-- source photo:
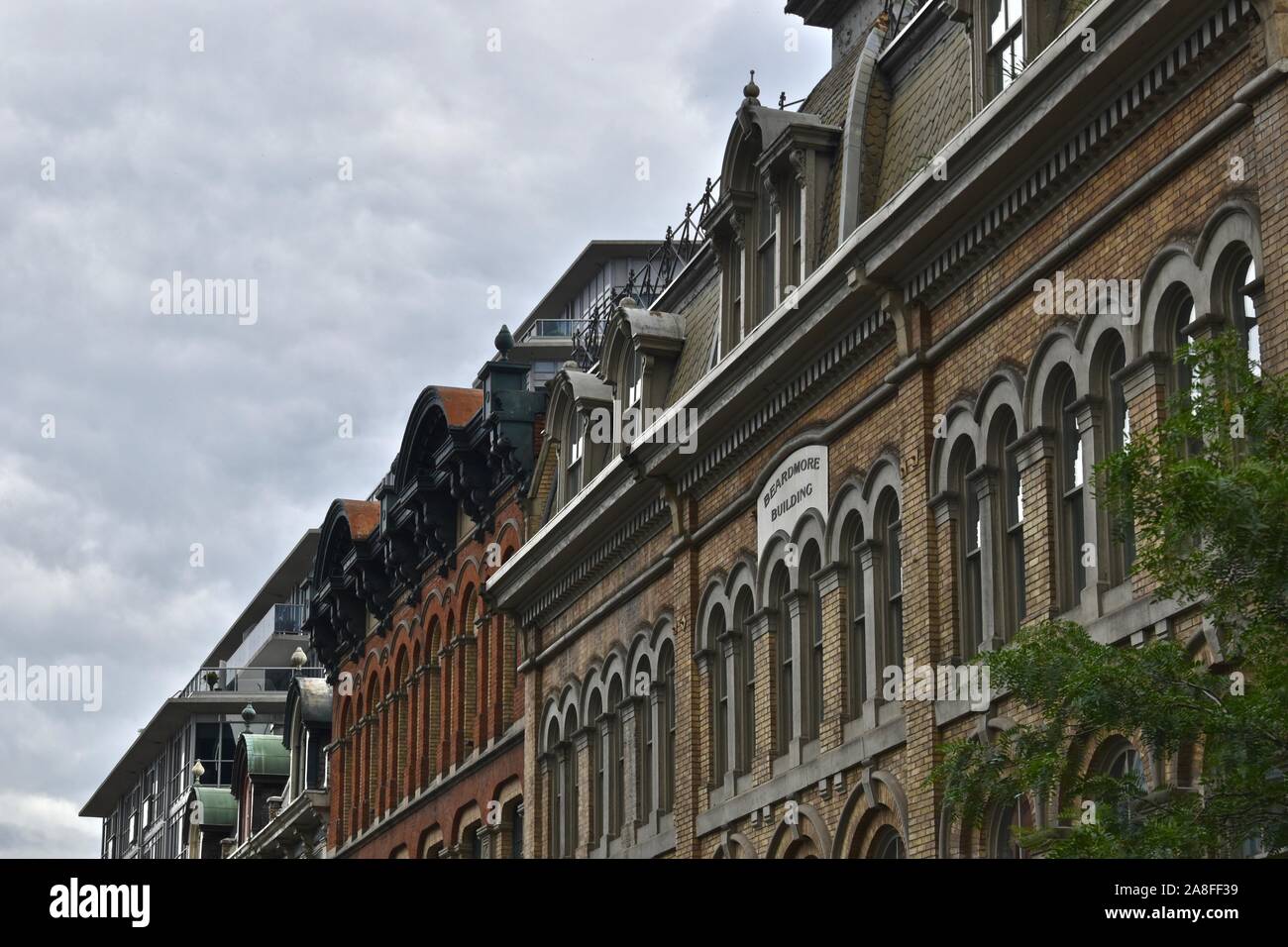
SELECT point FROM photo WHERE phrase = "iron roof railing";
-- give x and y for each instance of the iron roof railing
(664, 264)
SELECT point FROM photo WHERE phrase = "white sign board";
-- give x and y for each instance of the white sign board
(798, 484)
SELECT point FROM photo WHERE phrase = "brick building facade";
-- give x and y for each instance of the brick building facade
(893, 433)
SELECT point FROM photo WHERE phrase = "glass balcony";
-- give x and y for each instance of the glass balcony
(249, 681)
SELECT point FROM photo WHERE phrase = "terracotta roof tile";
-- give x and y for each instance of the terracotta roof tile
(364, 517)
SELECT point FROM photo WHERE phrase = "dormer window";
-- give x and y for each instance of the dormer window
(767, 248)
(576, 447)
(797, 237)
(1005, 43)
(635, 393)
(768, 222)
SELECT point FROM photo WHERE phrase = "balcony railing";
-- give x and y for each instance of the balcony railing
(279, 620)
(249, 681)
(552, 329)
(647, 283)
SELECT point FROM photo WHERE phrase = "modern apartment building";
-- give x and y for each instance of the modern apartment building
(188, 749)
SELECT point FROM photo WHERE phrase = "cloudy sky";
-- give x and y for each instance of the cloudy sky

=======

» SHORT EXERCISE
Every line of text is to be repeated exactly; pictures are left out.

» ANSWER TO THIS TASK
-- source photo:
SELECT point FROM photo WHERE phrase = "iron roof railing";
-- give x and y for each instance of the iron roof railing
(664, 264)
SELECT point FROM photo WHERE phrase = "white sign board";
-- give x and y for each instance of the white sign board
(798, 484)
SELECT point FROM photo WHERE phrase = "brick building facade";
-- give x and y for each instance of the brick building facade
(893, 433)
SELECT point FROM photo WHERE phrase = "glass balcony";
-- give x and y for each instance of the glass balcony
(249, 681)
SELECT point FROM photo WHERE phrase = "terracotta roof tile";
-- give x and y for each instance of the terracotta roof tile
(364, 517)
SELECT point FROM photo WHERE phrase = "dormer window";
-- give x and y for each instance of the dormer window
(767, 248)
(576, 447)
(797, 237)
(1005, 43)
(635, 393)
(768, 222)
SELECT point FROM photo WHERE phrase = "balcony railing";
-- give x and y for each instance of the balcony railing
(279, 620)
(249, 681)
(552, 329)
(647, 283)
SELECT point FROM photo WHERE phrase = "modern apartment building";
-- give x and y for each instance of the modern apartment building
(188, 749)
SELECT point FROM photo WHERE phrase = "cloudy sky";
-- give x and y for each instance of the cloudy sky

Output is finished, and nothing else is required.